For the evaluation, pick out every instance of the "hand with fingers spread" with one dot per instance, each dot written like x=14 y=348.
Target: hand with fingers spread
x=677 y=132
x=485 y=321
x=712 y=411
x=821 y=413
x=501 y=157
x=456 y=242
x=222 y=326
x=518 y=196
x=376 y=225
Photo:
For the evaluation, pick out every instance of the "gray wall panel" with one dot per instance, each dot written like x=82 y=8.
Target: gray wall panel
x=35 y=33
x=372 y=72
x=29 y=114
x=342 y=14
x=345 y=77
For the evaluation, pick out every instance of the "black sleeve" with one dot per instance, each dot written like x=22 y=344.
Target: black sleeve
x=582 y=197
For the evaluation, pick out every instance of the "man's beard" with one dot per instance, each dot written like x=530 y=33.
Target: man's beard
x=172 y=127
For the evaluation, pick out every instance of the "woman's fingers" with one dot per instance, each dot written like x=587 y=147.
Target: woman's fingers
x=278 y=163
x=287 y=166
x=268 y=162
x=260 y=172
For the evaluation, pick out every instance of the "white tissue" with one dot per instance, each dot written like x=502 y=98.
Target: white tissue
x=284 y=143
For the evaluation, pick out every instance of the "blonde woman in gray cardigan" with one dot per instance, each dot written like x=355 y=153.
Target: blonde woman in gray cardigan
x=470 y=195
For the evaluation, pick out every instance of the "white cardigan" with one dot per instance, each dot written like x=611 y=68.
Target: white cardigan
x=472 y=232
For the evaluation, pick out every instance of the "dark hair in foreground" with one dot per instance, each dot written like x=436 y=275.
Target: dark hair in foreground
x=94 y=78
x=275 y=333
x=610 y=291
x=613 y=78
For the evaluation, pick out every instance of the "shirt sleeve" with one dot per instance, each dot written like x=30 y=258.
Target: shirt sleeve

= Task to complete =
Write out every line of the data above as a numbered list, skipping any blank lines.

= The answer =
1. For the evaluation, pick out every instance of the "hand with fingers spread" with one dot per instance, each dot written like x=14 y=348.
2. Target: hand with fingers spread
3. x=677 y=132
4. x=485 y=321
5. x=712 y=411
6. x=821 y=413
7. x=501 y=157
8. x=456 y=242
9. x=222 y=326
10. x=518 y=196
11. x=376 y=225
12. Photo:
13. For the evaluation, pick out every instance of the "gray wall panel" with one dot per instance, each dot written like x=82 y=8.
14. Target: gray wall panel
15. x=35 y=33
16. x=372 y=72
17. x=29 y=114
18. x=342 y=14
19. x=345 y=77
20. For the evaluation, pick out every instance of the "black sleeve" with one dot per instance, each dot written like x=22 y=344.
21. Target: black sleeve
22. x=582 y=197
23. For the evaluation, pick out every instance of the "man's beard" with one dot per instance, each dot written like x=530 y=33.
24. Target: man's beard
25. x=172 y=127
26. For the evaluation, pick out every instance of the "woman's fingers" with one dot per instance, each dot written like x=587 y=147.
27. Target: woman's fingers
28. x=278 y=163
29. x=287 y=166
30. x=268 y=162
31. x=260 y=172
32. For the evaluation, pick out every instance of the "white tissue" with one dot per instance, each dot written like x=502 y=98.
33. Target: white tissue
34. x=284 y=143
35. For the evaluation, pick out every instance of the "blonde woman in gray cardigan" with one dot per instance, each dot written like x=355 y=153.
36. Target: blonde woman in gray cardigan
37. x=470 y=195
38. For the evaluation, pick out every instance of the "white cardigan" with one dot per instance, each dot written like x=611 y=68.
39. Target: white cardigan
40. x=472 y=232
41. For the evaluation, pick out every instance of the "dark hair in foreground" with one dot per instance, each dot written like x=436 y=275.
42. Target: dark hair in foreground
43. x=94 y=78
44. x=275 y=333
45. x=610 y=291
46. x=613 y=78
47. For the evaluation, pick out every instance of the "shirt sleeve" with one dot per instance, each dot written like x=30 y=258.
48. Target: shirt sleeve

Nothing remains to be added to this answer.